#### Instructions for the task:
Everything in the listing below must be set down again exactly, apart from the pictures.
(Task material Opens)
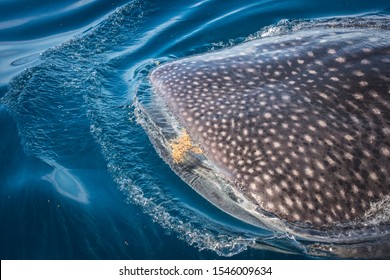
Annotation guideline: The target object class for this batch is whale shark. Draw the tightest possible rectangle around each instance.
[146,24,390,248]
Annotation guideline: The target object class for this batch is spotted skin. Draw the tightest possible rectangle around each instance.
[150,28,390,228]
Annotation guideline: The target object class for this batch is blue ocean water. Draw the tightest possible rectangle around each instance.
[0,0,389,260]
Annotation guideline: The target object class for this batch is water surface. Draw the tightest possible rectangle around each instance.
[0,0,389,259]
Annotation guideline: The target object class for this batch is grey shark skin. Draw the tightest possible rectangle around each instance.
[150,27,390,232]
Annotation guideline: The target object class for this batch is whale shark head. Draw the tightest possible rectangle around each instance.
[149,26,390,236]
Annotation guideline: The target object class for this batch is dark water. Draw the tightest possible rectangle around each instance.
[0,0,389,260]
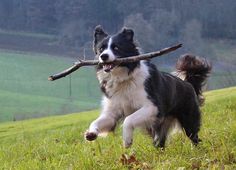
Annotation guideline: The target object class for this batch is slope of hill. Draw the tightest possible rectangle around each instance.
[0,87,235,169]
[0,50,100,122]
[0,30,82,57]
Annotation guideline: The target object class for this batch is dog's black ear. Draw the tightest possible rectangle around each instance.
[93,25,108,54]
[94,25,108,44]
[121,27,134,41]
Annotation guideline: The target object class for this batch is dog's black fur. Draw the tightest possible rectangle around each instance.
[145,60,211,147]
[86,26,211,148]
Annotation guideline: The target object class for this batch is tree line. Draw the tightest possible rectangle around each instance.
[0,0,235,56]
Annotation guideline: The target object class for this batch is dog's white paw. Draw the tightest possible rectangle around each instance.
[84,131,97,141]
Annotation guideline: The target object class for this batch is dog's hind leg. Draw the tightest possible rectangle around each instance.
[153,130,167,148]
[153,116,174,148]
[177,104,201,146]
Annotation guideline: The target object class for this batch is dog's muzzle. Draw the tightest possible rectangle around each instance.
[99,53,116,72]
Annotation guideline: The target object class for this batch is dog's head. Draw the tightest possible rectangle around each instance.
[93,25,140,73]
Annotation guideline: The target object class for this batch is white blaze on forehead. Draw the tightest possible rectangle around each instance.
[108,37,112,49]
[99,37,116,63]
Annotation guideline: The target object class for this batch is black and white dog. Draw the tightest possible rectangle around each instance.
[85,25,211,148]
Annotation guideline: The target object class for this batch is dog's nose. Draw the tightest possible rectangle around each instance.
[100,54,109,61]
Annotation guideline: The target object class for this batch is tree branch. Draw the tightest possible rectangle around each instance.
[48,43,182,81]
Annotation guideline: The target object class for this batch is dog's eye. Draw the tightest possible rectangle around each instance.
[113,45,119,51]
[99,46,104,52]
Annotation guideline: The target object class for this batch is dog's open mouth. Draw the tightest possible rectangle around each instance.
[103,63,115,72]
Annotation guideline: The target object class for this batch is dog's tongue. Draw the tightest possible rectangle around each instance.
[103,64,113,72]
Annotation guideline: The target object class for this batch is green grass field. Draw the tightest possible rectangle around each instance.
[0,87,235,169]
[0,50,100,122]
[0,36,235,122]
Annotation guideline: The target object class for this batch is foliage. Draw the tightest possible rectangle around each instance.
[0,87,235,169]
[0,0,235,49]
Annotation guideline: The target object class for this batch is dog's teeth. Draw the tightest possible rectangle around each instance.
[103,64,114,72]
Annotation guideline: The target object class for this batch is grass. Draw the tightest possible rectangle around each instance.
[0,29,57,40]
[0,87,235,169]
[0,50,100,122]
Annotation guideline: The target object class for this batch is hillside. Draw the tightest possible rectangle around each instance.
[0,50,100,122]
[0,87,235,169]
[0,43,235,123]
[0,30,83,57]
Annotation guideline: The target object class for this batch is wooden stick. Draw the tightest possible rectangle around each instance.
[48,43,182,81]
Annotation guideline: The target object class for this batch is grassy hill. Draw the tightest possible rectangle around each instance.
[0,31,235,123]
[0,87,235,169]
[0,50,100,122]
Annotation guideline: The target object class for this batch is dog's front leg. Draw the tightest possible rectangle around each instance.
[123,105,158,148]
[85,113,117,141]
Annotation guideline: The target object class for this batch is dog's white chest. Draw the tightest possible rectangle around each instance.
[97,62,151,117]
[113,82,147,115]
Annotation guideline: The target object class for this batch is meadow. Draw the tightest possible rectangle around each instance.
[0,50,100,122]
[0,33,235,122]
[0,87,235,169]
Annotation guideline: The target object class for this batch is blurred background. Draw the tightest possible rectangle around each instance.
[0,0,235,122]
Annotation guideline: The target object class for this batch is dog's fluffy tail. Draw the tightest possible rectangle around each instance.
[174,54,212,105]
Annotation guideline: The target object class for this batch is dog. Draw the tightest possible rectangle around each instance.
[84,25,211,148]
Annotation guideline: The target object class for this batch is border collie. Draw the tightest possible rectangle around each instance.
[85,25,211,148]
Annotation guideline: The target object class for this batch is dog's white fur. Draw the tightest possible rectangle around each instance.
[98,38,116,63]
[88,61,158,147]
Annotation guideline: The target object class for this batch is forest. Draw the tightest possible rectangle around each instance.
[0,0,235,54]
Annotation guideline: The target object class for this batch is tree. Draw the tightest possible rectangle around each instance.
[181,19,213,58]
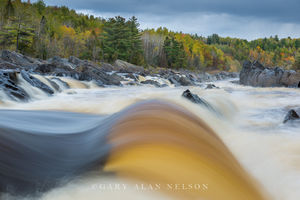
(Task material Closes)
#### Your response:
Annotation guideline: The target object class for this batch is whale shark. Draw the tightest possible rectangle around each instance.
[146,24,390,248]
Annotation guideline: The target object class for this batch is spotted skin. Draw the tightest possible rectangle around each instance.
[150,28,390,228]
Annotation guideline: The target object class for this batch is blue ocean water. Draw the tightest possible rectangle around each instance.
[0,0,389,260]
Annotation guideline: The target object class for this batch is water surface. Draw the tightest possible rectangle around each instance.
[0,0,389,259]
Annotation guideline: The target object class for this batch is grey shark skin. Draw the tightest possible rectangle around each instance.
[150,27,390,232]
Annotation guideline: The target object class for this batch is whale shark head. Draw the tightest possible rectangle around each instance.
[149,26,390,236]
Annotation guideline: The target object class for this batch is dark water. Draw the tightest possible rectangle around each instance.
[0,0,389,260]
Annotation guideline: The target object class for this batch is slope of hill. Draw the tightest possible rectangle around each instance.
[0,87,235,169]
[0,50,100,122]
[0,30,82,57]
Annotation guideline: The target object class for this batch is dog's black ear. Draw the tightest possible rectangle around each instance.
[93,25,108,54]
[94,25,108,44]
[121,27,134,41]
Annotation guideline: The target object class for this batch is dog's black fur. Draw the tightest possible rectangle around each instance.
[145,60,211,147]
[86,26,211,148]
Annotation guideline: The target object class for this batch is tree line. Draw the tightest possible rectangle around each instance.
[0,0,235,56]
Annotation guideline: The target object class for this batch is dog's white paw. Draw the tightest possible rectangle around each instance.
[84,131,97,141]
Annotation guideline: The target object class for this batch is dog's hind leg. Draw the tightest possible rectangle around each instance.
[153,130,167,148]
[153,116,174,148]
[177,104,201,146]
Annotation guideline: The target object class for this batch is dog's muzzle. Draw the tightest possible rectangle around each instance.
[99,53,116,72]
Annotation guideline: The target object class for this batch is dog's head. Draw the tightest possible rectangle around each instance.
[93,25,140,73]
Annotation guideline: The target object class for this batch is white blaze on forehead. Draw the tightest possible rectangle around each instance.
[108,37,112,49]
[99,37,116,63]
Annotation guideline: The target object class for this batch is black and white dog. Draw the tightest possible rectangle around each instance.
[85,25,211,148]
Annotation guideline: The target object class for this batch is dog's nose. Draw the tightest possible rectangle around each instance.
[100,54,109,61]
Annotation guideline: The target object class for this batch is tree branch. Draw the tightest possible rectangle around each instance.
[48,43,182,81]
Annotation guideline: The target object class for this batch is dog's eye. Draw the tightest possible rectangle around each instance.
[113,45,119,51]
[99,46,104,52]
Annotation guideline: The target object class for this batch is dog's open mouth. Draw the tightest possible rectangle around each instance.
[103,63,115,72]
Annotation guideline: The target object class for this batch is dog's tongue. Draw the tightest possible rectangle around each instance.
[103,64,113,72]
Annotation guideline: The target object class for this batch is green grass field. Draw the tightest possible rectangle around each instance.
[0,87,235,169]
[0,50,100,122]
[0,36,235,122]
Annotation guideline: The target object class for this batch is foliage. Draw the tightest possible rectangle around each instance.
[0,87,235,169]
[0,0,235,49]
Annotation guideline: The target object class for this batch is dog's teeth. Draw the tightest possible rectangle around each instance.
[103,64,114,72]
Annotation guideline: The target object class for this batch is grass. Draw the tightest possible rectangle around each instance.
[0,29,57,40]
[0,87,235,169]
[0,50,100,122]
Annotation guideline: The target object class for this batch is hillside. Draw the tightest possible rectangle around each instance.
[0,50,100,122]
[0,87,235,169]
[0,43,235,123]
[0,30,83,57]
Annotation guideline: The target object class for this batch is wooden stick. Draw the tightest possible rectangle around each instance.
[48,43,182,81]
Annotation guideline: The target object class for this batch is grassy hill. Draw the tightest possible rectangle around each instance.
[0,31,235,123]
[0,87,235,169]
[0,50,100,122]
Annotation guideline: The target object class for this batch is dog's front leg. Draw the tightest possible rectangle around each instance.
[123,105,158,148]
[85,113,117,141]
Annotation guideline: The target object class for this batch is dog's white chest. Draw the tightest possible rectangle around each instance.
[97,62,151,117]
[113,82,147,115]
Annotation guideline: The target object class for this batch is meadow. Draw the tightest possible rectangle around each instance.
[0,50,100,122]
[0,33,235,122]
[0,87,235,169]
Annotation guideline: The target object class for this batch is blurred background. Draw the tightest possible rectangle around each instance.
[0,0,235,122]
Annotation guideline: The target object class for this batch is dog's fluffy tail. Draw the tightest possible rectangle around each instance.
[174,54,212,105]
Annotation guideline: The target object class for this batch is dog. Draw the tightest possible rectangle around each instance.
[84,25,211,148]
Annotation guideline: The target object class for this batch is border collie. Draw the tightest possible rectangle around each instance.
[85,25,211,148]
Annotation guideline: The target object class for this batch is dog's white fur. Draw the tightest possible rectangle around each instance.
[98,38,116,63]
[88,61,158,147]
Annotation guideline: The target object class for this batch is forest. Draw the tightest possible rectangle around each instance.
[0,0,235,54]
Annotation guideline: The target object class for this batch is tree. Draw the tightest possible rectangle around each instance.
[181,19,213,58]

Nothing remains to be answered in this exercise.